─── Provided text ───

Handkerchief Tree photo from Wikimedia Commons CC BY-SA 3.0

Do you get the feeling that society is becoming too impatient?

We seem to expect instant results these days: immediate responses to our texts or emails, same-day delivery for things we order, instantaneous loading of videos or web pages. In fact, a study showed that a YouTube video that loads slowly will start losing viewers after two seconds.

The problem is that sometimes our impatience with technology gets applied to people, too. We expect people to change quickly, and if they don’t, we lose patience with them and give up on them.

This reminds me of the tale of the handkerchief tree.

Called the dove tree in its native China, it became known to Western visitors in the late 1800s, who were entranced by it. The handkerchief tree features stunning white bracts surrounding its flowers, which resemble doves, ghosts or fluttering handkerchiefs, hence its name in the West.

European botanists in China collected the seeds and brought them back home, keen to grow such a gorgeous tree. One gardener planted the seeds, but was disappointed to find after a year that they hadn’t sprouted into seedlings. Figuring that the seeds must be no good, he discarded them by dumping them onto his compost pile, then forgot about them.

To his surprise, two years later he saw a bunch of seedlings on the compost pile. They were from the handkerchief tree. They had sprouted after all!

What he didn’t know was that seeds of the handkerchief tree have what’s called a “double dormancy”: they require two years to germinate, unlike most seeds which will sprout within the first year.

He had written them off too soon.

Don’t we do the same with people sometimes?

───

Complete the following:
1. In the handkerchief tree passage, what is the tree called in its native China?
2. Transcribe the part of the handkerchief tree passage that opens with the words containing "The problem is" and closes with "of the handkerchief tree.".
The rows after this point play no part in what is asked.

─── Dataset ───

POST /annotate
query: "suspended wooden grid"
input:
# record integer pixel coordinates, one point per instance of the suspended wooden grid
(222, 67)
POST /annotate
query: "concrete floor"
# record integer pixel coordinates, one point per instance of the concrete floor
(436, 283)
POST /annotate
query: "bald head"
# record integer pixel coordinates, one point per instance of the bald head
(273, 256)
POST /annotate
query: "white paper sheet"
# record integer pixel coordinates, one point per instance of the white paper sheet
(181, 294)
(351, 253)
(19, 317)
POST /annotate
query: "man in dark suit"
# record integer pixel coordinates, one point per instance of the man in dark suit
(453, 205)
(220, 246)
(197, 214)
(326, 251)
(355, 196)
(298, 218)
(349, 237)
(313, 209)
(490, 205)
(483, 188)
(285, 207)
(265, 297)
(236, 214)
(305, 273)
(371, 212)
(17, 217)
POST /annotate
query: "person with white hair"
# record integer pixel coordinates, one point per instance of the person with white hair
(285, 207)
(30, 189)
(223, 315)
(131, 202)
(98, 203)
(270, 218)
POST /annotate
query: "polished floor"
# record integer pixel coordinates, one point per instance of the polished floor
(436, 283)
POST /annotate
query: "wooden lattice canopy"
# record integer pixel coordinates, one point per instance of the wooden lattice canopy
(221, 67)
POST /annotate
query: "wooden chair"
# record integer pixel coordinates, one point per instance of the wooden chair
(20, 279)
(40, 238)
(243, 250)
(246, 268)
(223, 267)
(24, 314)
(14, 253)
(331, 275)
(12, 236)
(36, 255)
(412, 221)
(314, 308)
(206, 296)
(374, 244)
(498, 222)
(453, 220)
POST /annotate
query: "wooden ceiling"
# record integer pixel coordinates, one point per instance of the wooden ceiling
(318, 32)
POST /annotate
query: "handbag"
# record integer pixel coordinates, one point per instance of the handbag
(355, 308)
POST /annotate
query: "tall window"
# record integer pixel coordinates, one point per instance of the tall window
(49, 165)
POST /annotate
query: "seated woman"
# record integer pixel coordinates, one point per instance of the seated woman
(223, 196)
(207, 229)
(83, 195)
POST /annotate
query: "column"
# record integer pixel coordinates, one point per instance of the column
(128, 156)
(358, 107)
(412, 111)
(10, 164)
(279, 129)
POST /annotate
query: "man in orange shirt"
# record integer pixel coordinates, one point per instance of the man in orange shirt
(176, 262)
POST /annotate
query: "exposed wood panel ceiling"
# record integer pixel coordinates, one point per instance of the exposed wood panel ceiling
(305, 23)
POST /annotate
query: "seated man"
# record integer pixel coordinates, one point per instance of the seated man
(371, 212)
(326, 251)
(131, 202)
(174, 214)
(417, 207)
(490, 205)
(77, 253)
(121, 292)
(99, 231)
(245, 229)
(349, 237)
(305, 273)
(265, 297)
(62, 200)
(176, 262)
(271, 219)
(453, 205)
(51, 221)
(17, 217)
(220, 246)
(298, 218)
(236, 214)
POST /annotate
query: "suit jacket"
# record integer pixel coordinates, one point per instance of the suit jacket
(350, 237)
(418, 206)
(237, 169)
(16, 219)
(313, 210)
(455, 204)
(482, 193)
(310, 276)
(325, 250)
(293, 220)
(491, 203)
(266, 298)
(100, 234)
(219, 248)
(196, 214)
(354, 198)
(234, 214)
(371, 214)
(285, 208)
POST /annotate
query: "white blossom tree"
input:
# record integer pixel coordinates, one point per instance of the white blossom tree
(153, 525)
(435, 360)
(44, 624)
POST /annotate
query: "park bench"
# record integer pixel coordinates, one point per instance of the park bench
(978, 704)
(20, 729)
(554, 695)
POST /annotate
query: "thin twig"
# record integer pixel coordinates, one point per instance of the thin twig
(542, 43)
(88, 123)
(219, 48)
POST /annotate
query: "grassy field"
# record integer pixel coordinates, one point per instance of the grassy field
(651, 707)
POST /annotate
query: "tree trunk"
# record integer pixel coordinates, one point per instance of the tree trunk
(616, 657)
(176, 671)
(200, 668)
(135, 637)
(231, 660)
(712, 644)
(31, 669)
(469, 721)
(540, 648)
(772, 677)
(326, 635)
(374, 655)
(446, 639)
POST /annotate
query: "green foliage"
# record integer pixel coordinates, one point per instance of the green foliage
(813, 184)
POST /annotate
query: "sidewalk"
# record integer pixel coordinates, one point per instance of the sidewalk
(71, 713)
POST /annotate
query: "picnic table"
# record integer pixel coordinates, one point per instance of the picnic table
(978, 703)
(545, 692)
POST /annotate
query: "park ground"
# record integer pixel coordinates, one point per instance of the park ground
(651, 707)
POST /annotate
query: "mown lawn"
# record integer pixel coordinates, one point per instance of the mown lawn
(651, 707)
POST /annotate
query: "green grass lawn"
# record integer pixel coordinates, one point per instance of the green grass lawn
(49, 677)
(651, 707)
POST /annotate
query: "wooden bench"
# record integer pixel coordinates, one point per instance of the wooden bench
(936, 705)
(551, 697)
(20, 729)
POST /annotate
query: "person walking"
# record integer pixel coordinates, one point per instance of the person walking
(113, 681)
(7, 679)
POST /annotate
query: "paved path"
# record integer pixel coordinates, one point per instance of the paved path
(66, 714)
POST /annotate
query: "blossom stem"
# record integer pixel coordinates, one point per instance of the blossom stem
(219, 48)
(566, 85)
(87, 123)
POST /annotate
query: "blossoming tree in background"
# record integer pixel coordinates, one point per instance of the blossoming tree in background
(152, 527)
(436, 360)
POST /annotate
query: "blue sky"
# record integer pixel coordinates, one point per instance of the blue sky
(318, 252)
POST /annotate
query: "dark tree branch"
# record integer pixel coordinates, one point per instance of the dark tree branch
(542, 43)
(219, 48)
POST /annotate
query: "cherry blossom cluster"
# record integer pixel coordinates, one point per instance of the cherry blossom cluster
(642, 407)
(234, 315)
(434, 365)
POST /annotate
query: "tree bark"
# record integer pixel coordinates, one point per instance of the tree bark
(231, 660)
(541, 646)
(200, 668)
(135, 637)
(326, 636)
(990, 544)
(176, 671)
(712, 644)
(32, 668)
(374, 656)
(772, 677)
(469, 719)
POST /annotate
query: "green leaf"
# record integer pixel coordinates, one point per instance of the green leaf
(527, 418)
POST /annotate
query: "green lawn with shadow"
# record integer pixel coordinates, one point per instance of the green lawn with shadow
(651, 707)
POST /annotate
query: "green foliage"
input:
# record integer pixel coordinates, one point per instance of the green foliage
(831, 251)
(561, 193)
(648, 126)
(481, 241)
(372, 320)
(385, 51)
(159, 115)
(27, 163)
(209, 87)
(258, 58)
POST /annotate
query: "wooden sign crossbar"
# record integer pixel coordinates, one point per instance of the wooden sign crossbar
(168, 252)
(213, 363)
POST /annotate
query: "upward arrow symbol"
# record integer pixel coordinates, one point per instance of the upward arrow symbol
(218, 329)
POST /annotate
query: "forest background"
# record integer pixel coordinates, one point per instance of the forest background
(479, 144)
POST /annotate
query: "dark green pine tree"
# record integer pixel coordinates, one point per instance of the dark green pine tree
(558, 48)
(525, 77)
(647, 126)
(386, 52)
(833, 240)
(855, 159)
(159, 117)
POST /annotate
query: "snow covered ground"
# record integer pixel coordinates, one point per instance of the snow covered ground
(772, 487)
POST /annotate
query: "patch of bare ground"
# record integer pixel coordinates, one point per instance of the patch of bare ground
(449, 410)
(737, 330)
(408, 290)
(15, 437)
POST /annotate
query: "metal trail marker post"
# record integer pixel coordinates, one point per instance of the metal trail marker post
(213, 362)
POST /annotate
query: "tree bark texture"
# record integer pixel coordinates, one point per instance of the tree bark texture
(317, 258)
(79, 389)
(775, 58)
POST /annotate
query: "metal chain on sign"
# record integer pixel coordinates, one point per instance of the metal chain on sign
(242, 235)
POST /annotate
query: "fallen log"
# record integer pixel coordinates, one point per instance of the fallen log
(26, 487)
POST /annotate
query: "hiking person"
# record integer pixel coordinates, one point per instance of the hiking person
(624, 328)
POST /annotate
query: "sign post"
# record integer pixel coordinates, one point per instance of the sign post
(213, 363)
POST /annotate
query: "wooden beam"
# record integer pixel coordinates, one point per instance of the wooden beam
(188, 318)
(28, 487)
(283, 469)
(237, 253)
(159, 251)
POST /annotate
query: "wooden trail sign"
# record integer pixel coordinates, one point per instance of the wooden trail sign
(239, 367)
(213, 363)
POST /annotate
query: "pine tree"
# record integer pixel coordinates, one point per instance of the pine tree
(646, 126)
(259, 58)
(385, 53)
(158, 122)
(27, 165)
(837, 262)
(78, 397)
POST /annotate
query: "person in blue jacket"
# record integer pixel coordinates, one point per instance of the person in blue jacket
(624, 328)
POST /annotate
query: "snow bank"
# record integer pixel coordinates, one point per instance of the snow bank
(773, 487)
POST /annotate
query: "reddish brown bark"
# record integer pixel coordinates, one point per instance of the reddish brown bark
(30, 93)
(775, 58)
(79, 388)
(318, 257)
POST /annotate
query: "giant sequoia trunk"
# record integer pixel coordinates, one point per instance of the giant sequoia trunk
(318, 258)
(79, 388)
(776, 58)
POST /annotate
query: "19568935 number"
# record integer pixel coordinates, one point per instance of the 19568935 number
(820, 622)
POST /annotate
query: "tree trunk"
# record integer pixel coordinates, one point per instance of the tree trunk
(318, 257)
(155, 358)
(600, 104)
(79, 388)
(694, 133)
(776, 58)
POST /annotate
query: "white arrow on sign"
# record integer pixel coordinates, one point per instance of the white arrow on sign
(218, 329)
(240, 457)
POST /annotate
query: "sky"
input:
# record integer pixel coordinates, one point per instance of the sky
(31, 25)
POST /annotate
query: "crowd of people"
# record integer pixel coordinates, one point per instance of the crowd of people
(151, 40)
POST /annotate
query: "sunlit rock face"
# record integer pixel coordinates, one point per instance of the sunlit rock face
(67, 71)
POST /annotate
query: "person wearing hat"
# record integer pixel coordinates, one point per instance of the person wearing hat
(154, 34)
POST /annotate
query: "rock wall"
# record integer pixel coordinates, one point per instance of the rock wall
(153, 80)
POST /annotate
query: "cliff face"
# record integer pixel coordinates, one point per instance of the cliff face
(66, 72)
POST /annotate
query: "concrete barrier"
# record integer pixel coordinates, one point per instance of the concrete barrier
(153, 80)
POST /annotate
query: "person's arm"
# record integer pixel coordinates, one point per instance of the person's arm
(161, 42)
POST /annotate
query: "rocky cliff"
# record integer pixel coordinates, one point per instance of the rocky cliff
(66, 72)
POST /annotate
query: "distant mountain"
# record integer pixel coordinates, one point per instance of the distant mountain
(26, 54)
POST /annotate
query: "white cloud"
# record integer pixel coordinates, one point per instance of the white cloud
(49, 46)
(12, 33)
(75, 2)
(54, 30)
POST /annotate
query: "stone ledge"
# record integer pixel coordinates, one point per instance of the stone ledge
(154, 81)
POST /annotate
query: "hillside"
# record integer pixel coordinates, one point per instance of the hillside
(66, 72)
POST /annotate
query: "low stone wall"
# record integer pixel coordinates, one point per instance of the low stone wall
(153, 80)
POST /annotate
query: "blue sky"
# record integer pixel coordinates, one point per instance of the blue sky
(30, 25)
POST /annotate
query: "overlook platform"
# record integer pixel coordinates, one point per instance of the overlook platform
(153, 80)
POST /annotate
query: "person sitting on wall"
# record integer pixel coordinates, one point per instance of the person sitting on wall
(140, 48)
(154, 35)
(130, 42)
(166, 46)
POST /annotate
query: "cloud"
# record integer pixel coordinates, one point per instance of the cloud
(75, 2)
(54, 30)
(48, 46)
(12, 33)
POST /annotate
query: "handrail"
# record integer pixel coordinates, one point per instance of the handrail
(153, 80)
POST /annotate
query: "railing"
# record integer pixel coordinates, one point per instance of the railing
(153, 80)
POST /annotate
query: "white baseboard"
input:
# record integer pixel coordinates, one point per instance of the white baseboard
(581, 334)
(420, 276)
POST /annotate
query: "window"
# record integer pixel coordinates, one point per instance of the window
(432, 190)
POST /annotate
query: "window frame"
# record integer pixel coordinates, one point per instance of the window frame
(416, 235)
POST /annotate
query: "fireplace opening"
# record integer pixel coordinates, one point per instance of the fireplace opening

───

Responses to the exercise:
1. The dove tree.

2.
The problem is that sometimes our impatience with technology gets applied to people, too. We expect people to change quickly, and if they don’t, we lose patience with them and give up on them.

This reminds me of the tale of the handkerchief tree.